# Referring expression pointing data
= Beginning of Section =
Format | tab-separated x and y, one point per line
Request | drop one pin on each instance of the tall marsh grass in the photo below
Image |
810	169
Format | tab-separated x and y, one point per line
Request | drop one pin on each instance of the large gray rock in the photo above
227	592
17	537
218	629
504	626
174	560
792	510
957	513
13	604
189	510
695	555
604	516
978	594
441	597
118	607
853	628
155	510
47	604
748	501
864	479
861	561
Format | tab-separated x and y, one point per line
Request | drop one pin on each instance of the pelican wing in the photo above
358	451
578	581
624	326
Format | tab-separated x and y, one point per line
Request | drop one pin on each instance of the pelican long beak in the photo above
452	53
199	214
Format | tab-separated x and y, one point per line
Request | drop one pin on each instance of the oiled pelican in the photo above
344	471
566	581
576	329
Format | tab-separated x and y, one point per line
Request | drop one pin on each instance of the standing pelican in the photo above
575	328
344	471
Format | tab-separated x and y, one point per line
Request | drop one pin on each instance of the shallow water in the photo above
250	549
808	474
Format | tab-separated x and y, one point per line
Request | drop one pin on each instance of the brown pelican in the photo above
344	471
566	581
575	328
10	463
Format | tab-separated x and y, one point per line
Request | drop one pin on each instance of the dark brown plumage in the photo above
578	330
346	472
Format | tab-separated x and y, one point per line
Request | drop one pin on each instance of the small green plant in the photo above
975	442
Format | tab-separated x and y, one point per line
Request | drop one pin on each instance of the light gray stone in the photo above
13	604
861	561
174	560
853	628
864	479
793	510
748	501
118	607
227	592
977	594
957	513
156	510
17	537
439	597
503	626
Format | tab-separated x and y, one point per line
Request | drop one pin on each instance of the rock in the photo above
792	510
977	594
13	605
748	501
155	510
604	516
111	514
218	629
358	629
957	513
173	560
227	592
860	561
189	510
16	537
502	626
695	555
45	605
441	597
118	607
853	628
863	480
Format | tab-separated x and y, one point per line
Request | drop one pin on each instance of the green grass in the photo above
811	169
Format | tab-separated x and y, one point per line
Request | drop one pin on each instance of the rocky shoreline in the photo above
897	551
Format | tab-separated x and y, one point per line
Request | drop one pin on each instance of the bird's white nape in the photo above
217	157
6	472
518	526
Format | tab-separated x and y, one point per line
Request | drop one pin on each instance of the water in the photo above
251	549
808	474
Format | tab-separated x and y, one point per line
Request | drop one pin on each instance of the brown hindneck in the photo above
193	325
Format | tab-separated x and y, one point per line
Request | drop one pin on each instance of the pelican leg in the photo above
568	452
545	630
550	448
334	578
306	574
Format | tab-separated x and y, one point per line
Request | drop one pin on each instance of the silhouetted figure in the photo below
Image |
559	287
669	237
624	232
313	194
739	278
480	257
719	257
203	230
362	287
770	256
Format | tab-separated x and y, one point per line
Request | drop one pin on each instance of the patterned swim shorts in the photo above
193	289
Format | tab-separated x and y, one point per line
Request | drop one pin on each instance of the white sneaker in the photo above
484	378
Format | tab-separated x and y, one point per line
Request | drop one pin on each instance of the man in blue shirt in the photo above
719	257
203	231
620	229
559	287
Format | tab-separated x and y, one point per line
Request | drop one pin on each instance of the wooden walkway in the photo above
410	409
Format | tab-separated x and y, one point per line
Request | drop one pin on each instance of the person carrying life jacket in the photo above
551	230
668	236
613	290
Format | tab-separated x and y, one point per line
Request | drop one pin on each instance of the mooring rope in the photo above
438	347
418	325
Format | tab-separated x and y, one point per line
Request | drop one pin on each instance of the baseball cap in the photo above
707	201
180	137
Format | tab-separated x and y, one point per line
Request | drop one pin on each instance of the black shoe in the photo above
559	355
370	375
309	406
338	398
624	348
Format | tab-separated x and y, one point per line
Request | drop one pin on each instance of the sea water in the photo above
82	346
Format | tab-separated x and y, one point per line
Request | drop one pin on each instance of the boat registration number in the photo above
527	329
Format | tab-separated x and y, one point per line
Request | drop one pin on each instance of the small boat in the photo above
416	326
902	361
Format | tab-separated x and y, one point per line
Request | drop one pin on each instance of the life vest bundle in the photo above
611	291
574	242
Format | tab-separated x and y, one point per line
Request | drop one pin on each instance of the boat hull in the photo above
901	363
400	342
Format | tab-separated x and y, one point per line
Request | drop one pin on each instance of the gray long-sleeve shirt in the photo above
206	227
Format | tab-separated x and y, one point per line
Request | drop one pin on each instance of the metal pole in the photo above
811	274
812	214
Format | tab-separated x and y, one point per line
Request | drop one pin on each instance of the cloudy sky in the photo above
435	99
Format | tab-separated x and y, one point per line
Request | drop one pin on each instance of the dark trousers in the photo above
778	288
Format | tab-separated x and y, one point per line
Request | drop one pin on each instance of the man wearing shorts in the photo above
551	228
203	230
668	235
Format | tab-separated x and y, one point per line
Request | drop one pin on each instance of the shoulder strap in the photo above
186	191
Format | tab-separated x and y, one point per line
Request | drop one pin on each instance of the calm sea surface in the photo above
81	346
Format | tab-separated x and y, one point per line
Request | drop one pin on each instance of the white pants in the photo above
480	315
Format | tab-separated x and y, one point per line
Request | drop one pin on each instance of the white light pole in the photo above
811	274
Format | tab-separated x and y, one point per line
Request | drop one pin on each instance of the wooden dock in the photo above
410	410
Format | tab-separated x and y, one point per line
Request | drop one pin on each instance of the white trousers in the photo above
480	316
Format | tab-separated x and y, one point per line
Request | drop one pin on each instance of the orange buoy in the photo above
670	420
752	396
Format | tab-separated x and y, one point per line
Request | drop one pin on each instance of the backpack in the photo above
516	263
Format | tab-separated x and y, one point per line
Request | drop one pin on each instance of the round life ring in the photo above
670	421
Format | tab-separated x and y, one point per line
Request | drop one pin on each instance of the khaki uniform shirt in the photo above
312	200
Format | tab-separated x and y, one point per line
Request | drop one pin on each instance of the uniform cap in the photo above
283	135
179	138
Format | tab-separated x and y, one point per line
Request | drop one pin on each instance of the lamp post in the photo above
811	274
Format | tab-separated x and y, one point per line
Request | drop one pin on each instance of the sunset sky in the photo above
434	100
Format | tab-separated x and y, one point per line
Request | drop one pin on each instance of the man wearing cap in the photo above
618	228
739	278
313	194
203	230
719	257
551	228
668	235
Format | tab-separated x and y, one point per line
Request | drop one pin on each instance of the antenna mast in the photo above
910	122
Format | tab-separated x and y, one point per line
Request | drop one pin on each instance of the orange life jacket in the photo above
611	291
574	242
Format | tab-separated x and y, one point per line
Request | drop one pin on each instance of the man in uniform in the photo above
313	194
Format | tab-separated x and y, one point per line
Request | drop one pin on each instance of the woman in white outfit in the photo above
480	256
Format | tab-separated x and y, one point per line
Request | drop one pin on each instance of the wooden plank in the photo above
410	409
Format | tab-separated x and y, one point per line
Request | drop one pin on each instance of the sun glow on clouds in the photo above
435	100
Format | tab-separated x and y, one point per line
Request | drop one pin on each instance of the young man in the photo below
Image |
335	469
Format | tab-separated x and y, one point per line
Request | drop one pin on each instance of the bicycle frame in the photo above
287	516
= End of Section =
# Instructions for the task
Copy every line above that holds the word "below".

# Answer for this exercise
Request | drop one pin on each instance of the tall marsh grass in the photo below
Request | drop one pin on each instance of the silhouetted figure in the photo below
Request | drop one pin on each instance of the young man in the photo below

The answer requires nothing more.